• **Task requirements**: Below are the records; tally the lines that include "square" and report only the total.

• **Information given**:
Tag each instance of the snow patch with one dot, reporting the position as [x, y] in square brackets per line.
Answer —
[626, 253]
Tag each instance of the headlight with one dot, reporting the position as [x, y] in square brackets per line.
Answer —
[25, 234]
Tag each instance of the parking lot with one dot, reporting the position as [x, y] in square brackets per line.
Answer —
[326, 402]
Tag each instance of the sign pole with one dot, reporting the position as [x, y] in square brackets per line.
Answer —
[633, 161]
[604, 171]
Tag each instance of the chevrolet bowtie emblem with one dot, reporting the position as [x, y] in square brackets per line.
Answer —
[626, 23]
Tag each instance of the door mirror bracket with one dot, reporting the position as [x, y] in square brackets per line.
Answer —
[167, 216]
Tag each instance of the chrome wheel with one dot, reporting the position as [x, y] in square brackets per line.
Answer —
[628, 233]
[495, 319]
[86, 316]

• **Result below**: 7